TEXT PROVIDED →
----------

The Huskies had with their full team and coaching staff for only 13 of 33 games, going 9-4.

Calhoun rejoined the team the day before the regular-season finale and helped spark a turnaround. UConn beat Pittsburgh Feb. 3 and defeated DePaul and West Virginia in its first two Big East tournament games for its first three-game winning streak since late December.

Syracuse ended UConn's run Thursday by rallying from an eight-point deficit in the second half.

The Huskies enter postseason play - whether it will be NCAA or NIT - playing perhaps their best basketball of the season.

"I arrived last Friday (Feb. 2) in the gym, not knowing after four weeks what was going to happen," Calhoun said. "Little did I know that I'd find a new team. Not that we were bad or anything else before but just who we were and what we were was different. ... This is a good basketball team."

----------

SET OF TASKS →
1. According to the UConn basketball text, which team ended UConn's run on Thursday?
2. Rewrite the UConn basketball text between "Calhoun rejoined the" and "since late December.", inclusive, and put "Georgetown" wherever "Pittsburgh" appears.
3. Write the next few sentences of the UConn basketball text, picking up right after its final sentence.

----------

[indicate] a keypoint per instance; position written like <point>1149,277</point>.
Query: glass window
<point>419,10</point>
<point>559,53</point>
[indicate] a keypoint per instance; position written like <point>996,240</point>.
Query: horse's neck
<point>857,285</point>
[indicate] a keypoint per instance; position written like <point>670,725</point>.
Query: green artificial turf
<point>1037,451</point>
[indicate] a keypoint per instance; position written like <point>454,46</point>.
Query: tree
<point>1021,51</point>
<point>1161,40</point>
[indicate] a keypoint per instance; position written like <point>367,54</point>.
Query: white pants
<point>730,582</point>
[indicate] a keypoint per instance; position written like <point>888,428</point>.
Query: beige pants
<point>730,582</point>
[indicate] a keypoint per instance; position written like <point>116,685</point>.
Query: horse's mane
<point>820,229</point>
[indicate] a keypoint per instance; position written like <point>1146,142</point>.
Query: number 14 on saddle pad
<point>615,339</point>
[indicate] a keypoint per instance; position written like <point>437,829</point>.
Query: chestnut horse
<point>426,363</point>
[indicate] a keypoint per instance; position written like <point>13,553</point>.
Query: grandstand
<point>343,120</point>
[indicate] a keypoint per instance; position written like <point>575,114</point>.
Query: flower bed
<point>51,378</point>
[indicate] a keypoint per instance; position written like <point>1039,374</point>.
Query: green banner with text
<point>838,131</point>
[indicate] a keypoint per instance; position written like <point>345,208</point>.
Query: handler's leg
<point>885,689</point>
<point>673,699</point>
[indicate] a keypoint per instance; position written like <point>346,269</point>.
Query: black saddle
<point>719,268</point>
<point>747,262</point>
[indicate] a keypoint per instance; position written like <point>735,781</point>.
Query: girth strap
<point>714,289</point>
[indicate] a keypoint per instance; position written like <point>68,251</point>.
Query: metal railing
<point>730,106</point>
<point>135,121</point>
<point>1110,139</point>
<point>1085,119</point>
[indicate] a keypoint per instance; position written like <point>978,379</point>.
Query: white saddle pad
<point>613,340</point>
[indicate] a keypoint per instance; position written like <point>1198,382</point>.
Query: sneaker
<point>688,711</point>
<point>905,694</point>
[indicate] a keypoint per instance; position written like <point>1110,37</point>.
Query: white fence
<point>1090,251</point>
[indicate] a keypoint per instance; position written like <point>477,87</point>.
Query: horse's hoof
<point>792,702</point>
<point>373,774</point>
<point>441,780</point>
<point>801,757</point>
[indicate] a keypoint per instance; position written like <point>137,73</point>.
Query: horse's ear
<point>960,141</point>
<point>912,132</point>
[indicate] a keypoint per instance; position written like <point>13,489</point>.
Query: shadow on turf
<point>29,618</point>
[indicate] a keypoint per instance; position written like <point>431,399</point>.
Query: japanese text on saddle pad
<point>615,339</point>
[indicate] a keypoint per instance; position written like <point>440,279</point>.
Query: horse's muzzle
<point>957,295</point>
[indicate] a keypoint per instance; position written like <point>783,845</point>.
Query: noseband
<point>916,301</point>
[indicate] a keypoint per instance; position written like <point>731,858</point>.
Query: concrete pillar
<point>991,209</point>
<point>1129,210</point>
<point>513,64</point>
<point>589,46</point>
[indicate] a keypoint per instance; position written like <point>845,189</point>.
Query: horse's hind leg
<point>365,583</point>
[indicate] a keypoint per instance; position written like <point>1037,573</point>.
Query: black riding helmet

----------

TASK RESULTS →
1. Syracuse ended UConn's run by rallying from an eight-point deficit in the second half.

2.
Calhoun rejoined the team the day before the regular-season finale and helped spark a turnaround. UConn beat Georgetown Feb. 3 and defeated DePaul and West Virginia in its first two Big East tournament games for its first three-game winning streak since late December.

3.
Good enough to catch the eye of the NCAA tournament selection committee?

The Huskies will find out tonight. Most projections make them a nine or 10 seed in the field.

Wherever they're headed, they're in a happy place.

"All that stuff that we went throughout the season - all the downfalls, the losses, you can go down the list with Ryan and things like that - it kind of killed our confidence," freshman Andre Drummond said. "Now we know what we've got to do going into the NCAA tournament."